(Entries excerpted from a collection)
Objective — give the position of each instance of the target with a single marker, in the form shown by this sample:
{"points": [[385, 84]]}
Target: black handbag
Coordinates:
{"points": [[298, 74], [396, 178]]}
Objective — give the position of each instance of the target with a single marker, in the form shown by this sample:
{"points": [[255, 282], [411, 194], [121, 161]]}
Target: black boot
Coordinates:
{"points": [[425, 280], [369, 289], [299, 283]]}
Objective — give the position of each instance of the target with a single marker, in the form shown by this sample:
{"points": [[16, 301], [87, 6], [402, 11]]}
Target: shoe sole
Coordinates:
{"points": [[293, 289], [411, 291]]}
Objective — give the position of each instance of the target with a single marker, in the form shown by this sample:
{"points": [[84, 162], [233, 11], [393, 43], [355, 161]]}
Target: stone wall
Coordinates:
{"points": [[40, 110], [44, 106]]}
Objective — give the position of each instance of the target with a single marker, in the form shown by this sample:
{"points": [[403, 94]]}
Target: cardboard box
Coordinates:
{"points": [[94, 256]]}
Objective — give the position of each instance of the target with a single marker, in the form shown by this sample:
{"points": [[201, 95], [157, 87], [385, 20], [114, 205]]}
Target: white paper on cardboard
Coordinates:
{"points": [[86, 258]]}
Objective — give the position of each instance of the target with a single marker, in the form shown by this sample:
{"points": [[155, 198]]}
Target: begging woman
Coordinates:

■ **Problem statement**
Transcribe every entry above verbatim, line for line.

■ **Answer to this exercise**
Objective — give the position of each instance of the target with a single marker, in the form shown by this sample:
{"points": [[385, 84]]}
Target: black handbag
Coordinates:
{"points": [[298, 74], [396, 178]]}
Objective — give the position of each instance of the target with a single marker, in the form shown by this sample:
{"points": [[255, 282], [411, 194], [121, 161]]}
Target: black boot
Coordinates:
{"points": [[425, 280], [369, 289], [299, 283]]}
Objective — give the position of each instance of the target with a single marker, in the form shown by this sample:
{"points": [[16, 301], [87, 6], [402, 11]]}
Target: shoe sole
Coordinates:
{"points": [[293, 289], [411, 291]]}
Objective — give the position of each instance of the target with a single marker, in the form shown by this sample:
{"points": [[84, 162], [233, 11], [393, 43], [355, 161]]}
Target: stone wall
Coordinates:
{"points": [[40, 110], [44, 106]]}
Objective — give the position of each instance of the target with a single marker, in the form shown by this sample:
{"points": [[403, 94]]}
Target: cardboard box
Coordinates:
{"points": [[94, 256]]}
Objective — give the position of each instance of the target with a single marker, in the form shown by this sample:
{"points": [[201, 95], [157, 87], [385, 20], [114, 205]]}
Target: white paper on cardboard
Coordinates:
{"points": [[86, 258]]}
Objective — give the position of each instance of the target with a single marker, in the form shown by this sample:
{"points": [[155, 198]]}
Target: begging woman
Coordinates:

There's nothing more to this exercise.